Section 6.03Other Remedies. If an Event of Default occurs and is continuing, the Trustee may pursue any available remedy to collect the payment of principal, accrued and unpaid interest (including Additional Interest and Special Interest), if any, or payment of the Fundamental Change Purchase Price on the Notes or to enforce the performance of any provision of the Notes or this Indenture.
The Trustee may maintain a proceeding even if it does not possess any of the Notes or does not produce any of the Notes in the proceeding. A delay or omission by the Trustee or any Holder in exercising any right or remedy accruing upon an Event of Default shall not impair the right or remedy or constitute a waiver of or acquiescence in the Event of Default. No remedy is exclusive of any other remedy. All available remedies are cumulative.
Section 6.04Waiver of Past Defaults. The Holders of a majority in aggregate principal amount of the Notes at the time outstanding by written notice to the Trustee and without notice to any other Holder may waive an existing or past default and its consequences except (a) an Event of Default described in Sections 6.01(a)(i), 6.01(a)(ii) or 6.01(a)(iii) or (b) a default in respect of a provision that under Section 9.02 cannot be amended without the consent of each Holder. When a Default is waived, it is deemed cured, but no such waiver shall extend to any subsequent or other default or impair any consequent right.

——————————

Written task 1: Repeat everything in the indenture excerpt from "Section 6.03Other Remedies." down to "or this Indenture.".

Object position labeling records
——————————

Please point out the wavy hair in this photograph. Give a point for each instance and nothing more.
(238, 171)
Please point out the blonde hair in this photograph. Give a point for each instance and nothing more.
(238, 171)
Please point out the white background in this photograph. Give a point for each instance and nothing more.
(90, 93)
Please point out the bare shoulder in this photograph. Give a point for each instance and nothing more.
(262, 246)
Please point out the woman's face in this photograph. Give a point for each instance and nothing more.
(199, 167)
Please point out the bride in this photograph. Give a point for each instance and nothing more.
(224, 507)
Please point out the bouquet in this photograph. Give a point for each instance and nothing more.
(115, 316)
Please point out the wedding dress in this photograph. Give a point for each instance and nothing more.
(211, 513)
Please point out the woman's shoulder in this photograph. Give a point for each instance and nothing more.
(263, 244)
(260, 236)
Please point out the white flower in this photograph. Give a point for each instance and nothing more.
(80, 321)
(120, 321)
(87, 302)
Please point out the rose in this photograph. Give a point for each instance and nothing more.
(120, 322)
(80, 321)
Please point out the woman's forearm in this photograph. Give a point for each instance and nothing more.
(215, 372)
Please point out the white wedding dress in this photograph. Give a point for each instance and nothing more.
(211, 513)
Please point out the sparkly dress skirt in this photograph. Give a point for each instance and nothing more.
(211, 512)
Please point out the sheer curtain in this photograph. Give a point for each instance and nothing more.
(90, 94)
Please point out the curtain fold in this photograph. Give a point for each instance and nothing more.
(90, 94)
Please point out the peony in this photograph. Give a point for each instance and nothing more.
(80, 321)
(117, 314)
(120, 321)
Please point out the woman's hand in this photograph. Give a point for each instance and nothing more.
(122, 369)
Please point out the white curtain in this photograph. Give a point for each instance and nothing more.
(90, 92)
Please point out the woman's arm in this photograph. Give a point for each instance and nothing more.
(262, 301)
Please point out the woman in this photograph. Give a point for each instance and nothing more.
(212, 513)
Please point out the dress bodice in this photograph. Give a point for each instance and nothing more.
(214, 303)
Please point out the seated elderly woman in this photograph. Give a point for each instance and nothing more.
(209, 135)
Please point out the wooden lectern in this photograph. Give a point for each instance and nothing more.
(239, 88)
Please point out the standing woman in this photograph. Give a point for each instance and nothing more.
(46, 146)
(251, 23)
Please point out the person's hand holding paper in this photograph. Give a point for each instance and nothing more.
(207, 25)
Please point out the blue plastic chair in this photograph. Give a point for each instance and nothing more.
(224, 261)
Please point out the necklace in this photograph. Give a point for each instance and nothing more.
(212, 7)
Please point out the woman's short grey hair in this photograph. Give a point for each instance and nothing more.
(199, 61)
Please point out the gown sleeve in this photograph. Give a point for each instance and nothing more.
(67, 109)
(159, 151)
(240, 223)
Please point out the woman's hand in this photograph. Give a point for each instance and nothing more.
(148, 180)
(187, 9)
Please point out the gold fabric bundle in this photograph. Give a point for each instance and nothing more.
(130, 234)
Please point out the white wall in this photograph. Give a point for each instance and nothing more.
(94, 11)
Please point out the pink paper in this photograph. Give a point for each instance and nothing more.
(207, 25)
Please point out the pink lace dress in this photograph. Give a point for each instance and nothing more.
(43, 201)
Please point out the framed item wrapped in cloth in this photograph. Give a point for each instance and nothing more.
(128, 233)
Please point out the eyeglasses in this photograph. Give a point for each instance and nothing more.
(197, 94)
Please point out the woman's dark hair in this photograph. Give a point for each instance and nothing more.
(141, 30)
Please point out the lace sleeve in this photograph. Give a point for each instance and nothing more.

——————————

Written task 2: Find every line in the records that contains the word "dress", matching case exactly, and copy each of those lines.

Task solution 1:
Section 6.03Other Remedies. If an Event of Default occurs and is continuing, the Trustee may pursue any available remedy to collect the payment of principal, accrued and unpaid interest (including Additional Interest and Special Interest), if any, or payment of the Fundamental Change Purchase Price on the Notes or to enforce the performance of any provision of the Notes or this Indenture.

Task solution 2:
Please point out the wedding dress in this photograph. Give a point for each instance and nothing more.
Please point out the white wedding dress in this photograph. Give a point for each instance and nothing more.
Please point out the sparkly dress skirt in this photograph. Give a point for each instance and nothing more.
Please point out the dress bodice in this photograph. Give a point for each instance and nothing more.
Please point out the pink lace dress in this photograph. Give a point for each instance and nothing more.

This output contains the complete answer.